== Segment start ==

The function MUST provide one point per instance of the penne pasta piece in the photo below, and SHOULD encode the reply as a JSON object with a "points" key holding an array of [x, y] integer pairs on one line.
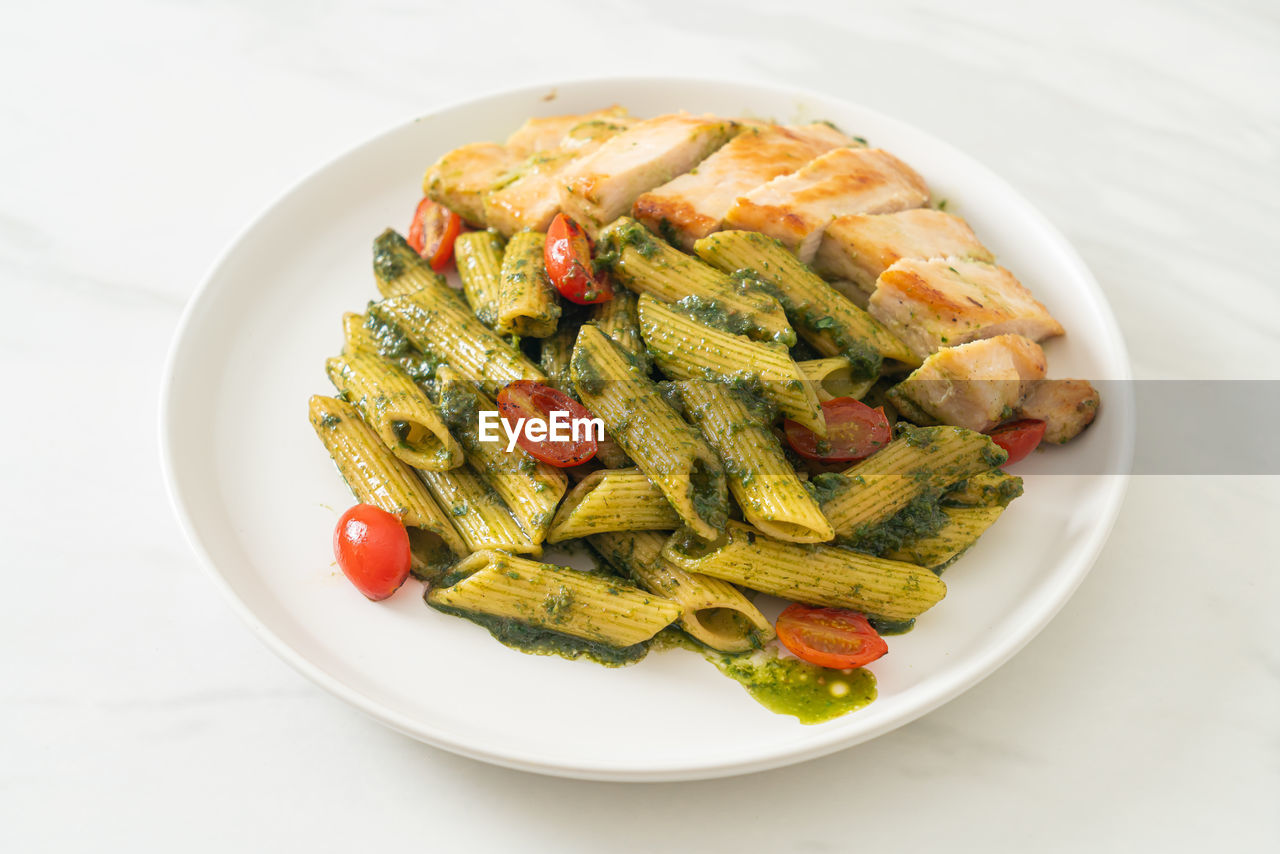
{"points": [[647, 264], [832, 378], [963, 528], [438, 322], [612, 499], [398, 269], [378, 478], [987, 489], [357, 338], [826, 319], [594, 607], [919, 462], [671, 453], [821, 575], [685, 348], [526, 301], [479, 260], [620, 320], [478, 514], [759, 476], [716, 612], [530, 489], [401, 415]]}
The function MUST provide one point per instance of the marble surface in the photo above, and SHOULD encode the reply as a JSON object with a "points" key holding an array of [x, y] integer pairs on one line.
{"points": [[140, 715]]}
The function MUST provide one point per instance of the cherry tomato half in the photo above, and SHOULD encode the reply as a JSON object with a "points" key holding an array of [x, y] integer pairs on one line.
{"points": [[830, 636], [854, 432], [371, 547], [535, 402], [1019, 438], [433, 231], [568, 264]]}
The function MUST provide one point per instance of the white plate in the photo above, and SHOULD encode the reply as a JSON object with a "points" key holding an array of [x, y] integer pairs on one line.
{"points": [[259, 497]]}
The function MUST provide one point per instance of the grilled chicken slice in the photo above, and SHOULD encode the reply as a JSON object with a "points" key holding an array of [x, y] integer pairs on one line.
{"points": [[795, 209], [860, 247], [944, 302], [603, 185], [461, 178], [694, 205], [552, 132], [974, 386], [534, 199], [1066, 406]]}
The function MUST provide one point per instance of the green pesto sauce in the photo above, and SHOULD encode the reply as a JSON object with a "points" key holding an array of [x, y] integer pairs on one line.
{"points": [[785, 685], [919, 519], [713, 313], [589, 377], [791, 686], [544, 642]]}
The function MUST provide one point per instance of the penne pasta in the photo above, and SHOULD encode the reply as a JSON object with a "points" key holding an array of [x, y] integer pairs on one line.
{"points": [[759, 476], [714, 611], [963, 528], [922, 461], [378, 478], [821, 575], [612, 499], [530, 489], [685, 348], [594, 607], [649, 265], [479, 515], [526, 301], [438, 322], [479, 260], [400, 412], [827, 320]]}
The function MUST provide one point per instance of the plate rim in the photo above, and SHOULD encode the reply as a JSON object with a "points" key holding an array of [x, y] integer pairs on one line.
{"points": [[945, 688]]}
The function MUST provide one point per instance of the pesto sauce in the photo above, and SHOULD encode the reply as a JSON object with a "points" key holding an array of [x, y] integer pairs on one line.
{"points": [[544, 642], [920, 517], [791, 686]]}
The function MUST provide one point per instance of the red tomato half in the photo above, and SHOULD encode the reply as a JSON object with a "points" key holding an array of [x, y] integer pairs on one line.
{"points": [[830, 636], [568, 264], [371, 547], [433, 231], [1019, 438], [535, 402], [854, 432]]}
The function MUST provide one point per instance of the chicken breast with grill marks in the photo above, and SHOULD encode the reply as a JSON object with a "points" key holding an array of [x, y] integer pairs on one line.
{"points": [[974, 386], [944, 302], [464, 177], [798, 208], [603, 185], [860, 247], [694, 205], [552, 132]]}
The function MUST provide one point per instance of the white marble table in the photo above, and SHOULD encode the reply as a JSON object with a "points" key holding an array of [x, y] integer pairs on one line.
{"points": [[140, 715]]}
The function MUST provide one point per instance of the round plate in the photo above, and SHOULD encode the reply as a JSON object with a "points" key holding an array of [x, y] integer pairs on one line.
{"points": [[259, 497]]}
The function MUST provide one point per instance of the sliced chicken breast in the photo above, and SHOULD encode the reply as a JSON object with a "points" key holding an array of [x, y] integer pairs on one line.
{"points": [[944, 302], [534, 199], [974, 386], [694, 205], [603, 185], [461, 178], [796, 208], [551, 132], [1066, 406], [859, 247]]}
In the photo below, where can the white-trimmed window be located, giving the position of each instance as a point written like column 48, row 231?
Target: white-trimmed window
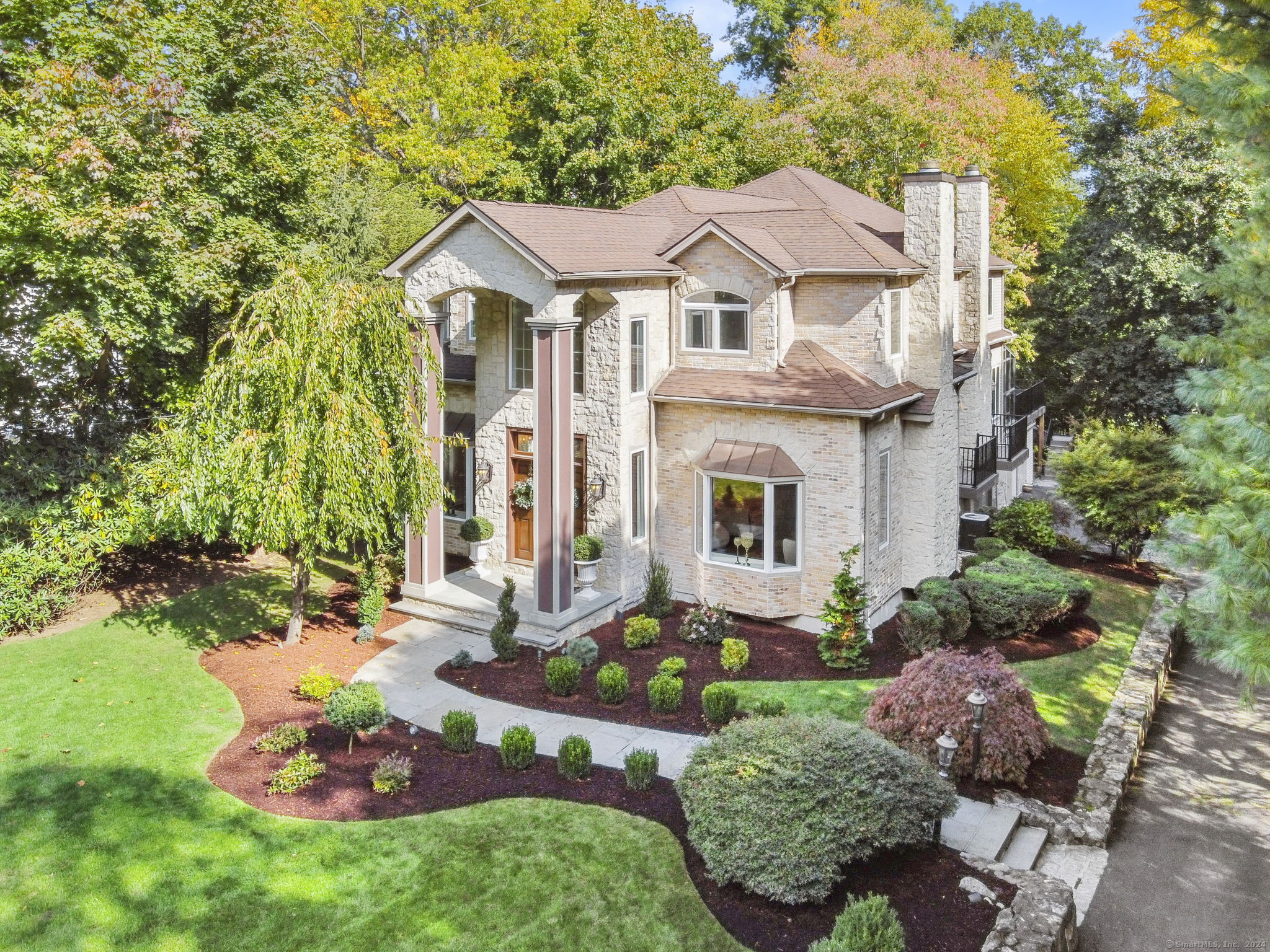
column 638, row 355
column 717, row 322
column 748, row 523
column 897, row 307
column 520, row 346
column 639, row 494
column 883, row 499
column 456, row 470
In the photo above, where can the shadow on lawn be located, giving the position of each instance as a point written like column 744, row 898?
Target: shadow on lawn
column 207, row 617
column 136, row 857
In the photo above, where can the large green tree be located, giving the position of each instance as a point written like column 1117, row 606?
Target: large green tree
column 1160, row 205
column 154, row 164
column 305, row 433
column 1226, row 442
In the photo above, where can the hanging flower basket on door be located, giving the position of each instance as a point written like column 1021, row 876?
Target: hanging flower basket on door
column 522, row 494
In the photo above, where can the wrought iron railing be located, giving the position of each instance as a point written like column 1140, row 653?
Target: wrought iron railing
column 1028, row 400
column 1011, row 433
column 980, row 462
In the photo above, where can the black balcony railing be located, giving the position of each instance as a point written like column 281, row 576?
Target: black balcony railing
column 1011, row 433
column 980, row 462
column 1028, row 400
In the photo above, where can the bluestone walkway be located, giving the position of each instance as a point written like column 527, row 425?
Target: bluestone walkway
column 1191, row 861
column 406, row 676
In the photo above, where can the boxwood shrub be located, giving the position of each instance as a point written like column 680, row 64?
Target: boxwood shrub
column 780, row 804
column 1018, row 593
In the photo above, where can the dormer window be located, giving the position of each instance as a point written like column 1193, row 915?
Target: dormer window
column 717, row 322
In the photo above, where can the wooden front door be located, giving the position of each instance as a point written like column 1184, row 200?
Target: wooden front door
column 520, row 467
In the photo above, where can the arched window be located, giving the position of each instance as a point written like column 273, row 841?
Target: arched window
column 717, row 322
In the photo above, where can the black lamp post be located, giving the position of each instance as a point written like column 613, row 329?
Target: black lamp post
column 945, row 748
column 978, row 701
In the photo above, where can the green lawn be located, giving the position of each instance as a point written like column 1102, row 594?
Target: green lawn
column 1072, row 691
column 113, row 838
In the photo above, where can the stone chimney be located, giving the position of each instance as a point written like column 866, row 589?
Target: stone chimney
column 972, row 249
column 930, row 239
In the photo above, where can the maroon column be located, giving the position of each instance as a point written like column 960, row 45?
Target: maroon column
column 426, row 557
column 553, row 466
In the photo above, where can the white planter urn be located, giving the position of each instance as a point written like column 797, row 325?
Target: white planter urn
column 587, row 573
column 479, row 552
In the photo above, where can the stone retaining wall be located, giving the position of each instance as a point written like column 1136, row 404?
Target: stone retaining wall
column 1121, row 738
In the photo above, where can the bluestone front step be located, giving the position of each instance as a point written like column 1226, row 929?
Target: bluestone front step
column 1024, row 847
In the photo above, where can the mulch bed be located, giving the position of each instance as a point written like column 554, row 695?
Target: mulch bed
column 776, row 653
column 922, row 883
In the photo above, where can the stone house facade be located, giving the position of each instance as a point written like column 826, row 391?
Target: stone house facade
column 745, row 384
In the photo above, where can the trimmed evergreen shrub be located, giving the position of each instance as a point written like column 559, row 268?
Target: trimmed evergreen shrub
column 706, row 625
column 318, row 683
column 502, row 637
column 298, row 772
column 573, row 758
column 920, row 627
column 865, row 924
column 587, row 549
column 1026, row 523
column 1018, row 593
column 564, row 676
column 734, row 654
column 658, row 594
column 584, row 649
column 672, row 666
column 770, row 707
column 642, row 631
column 281, row 738
column 950, row 602
column 459, row 731
column 641, row 769
column 613, row 683
column 517, row 747
column 929, row 697
column 478, row 528
column 665, row 694
column 357, row 707
column 391, row 775
column 719, row 702
column 780, row 804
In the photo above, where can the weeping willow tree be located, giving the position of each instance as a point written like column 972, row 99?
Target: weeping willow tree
column 1226, row 442
column 305, row 433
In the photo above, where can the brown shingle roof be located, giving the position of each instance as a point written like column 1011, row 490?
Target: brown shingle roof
column 812, row 379
column 745, row 459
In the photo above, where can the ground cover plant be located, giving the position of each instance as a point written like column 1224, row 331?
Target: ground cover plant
column 780, row 804
column 226, row 878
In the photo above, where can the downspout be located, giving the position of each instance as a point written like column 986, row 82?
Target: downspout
column 780, row 351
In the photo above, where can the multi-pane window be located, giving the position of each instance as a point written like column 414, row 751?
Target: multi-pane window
column 895, row 322
column 748, row 523
column 639, row 494
column 638, row 368
column 884, row 499
column 717, row 320
column 521, row 346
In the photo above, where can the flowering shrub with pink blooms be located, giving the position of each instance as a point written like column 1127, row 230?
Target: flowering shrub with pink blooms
column 929, row 697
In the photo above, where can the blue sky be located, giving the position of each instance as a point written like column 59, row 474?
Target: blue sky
column 1104, row 19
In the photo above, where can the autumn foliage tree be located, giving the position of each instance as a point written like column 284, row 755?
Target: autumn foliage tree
column 929, row 699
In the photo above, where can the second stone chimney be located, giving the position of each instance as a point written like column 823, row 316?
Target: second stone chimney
column 930, row 239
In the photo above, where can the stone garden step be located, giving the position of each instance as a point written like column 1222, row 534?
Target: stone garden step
column 1024, row 847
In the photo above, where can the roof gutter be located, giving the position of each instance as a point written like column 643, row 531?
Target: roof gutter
column 871, row 414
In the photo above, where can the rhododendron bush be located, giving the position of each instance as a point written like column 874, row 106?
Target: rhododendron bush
column 929, row 697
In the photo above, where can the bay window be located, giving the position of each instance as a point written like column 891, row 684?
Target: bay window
column 717, row 322
column 751, row 523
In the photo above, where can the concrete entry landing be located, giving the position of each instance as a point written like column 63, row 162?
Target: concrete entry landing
column 466, row 603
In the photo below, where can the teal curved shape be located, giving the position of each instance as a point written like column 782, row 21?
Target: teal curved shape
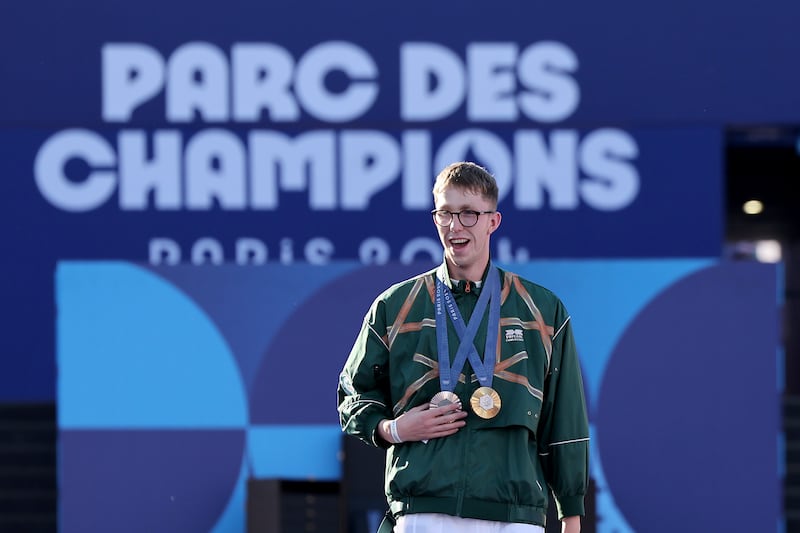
column 603, row 297
column 232, row 519
column 135, row 352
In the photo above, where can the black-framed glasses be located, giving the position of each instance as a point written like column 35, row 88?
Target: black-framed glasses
column 467, row 217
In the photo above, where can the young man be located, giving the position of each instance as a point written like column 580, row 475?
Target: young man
column 469, row 377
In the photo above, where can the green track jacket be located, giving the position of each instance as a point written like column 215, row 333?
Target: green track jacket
column 492, row 469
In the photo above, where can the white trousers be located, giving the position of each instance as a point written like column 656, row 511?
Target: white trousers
column 444, row 523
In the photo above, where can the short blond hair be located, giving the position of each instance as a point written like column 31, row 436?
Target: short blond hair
column 469, row 176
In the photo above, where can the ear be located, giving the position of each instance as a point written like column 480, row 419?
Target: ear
column 494, row 223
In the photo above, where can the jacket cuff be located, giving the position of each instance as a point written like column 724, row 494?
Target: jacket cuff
column 570, row 506
column 377, row 440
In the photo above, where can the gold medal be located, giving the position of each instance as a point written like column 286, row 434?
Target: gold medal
column 485, row 402
column 440, row 399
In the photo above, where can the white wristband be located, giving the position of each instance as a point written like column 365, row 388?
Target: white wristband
column 393, row 430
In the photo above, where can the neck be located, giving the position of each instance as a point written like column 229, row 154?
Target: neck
column 472, row 273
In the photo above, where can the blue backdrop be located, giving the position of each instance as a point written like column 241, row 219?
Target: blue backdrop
column 178, row 383
column 190, row 133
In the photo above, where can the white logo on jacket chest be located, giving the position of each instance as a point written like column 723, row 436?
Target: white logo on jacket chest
column 513, row 335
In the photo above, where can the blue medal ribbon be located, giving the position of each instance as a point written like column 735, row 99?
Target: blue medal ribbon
column 484, row 370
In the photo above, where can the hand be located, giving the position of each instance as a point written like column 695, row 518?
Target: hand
column 424, row 423
column 571, row 524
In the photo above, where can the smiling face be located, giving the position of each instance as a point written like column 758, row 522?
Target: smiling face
column 466, row 250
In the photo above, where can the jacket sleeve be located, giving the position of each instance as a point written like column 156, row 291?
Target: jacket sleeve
column 364, row 389
column 564, row 427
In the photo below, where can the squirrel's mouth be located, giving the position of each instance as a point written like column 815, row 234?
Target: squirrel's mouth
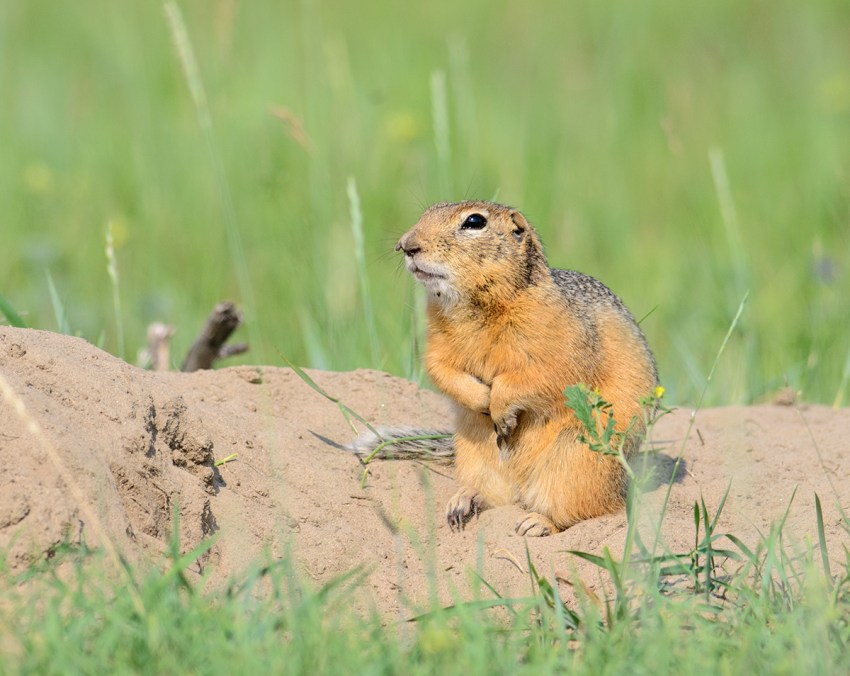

== Segment end ==

PROBLEM:
Taking the records above line by line, count those that hold the word "squirrel"; the number is the entire answer.

RESULT BELOW:
2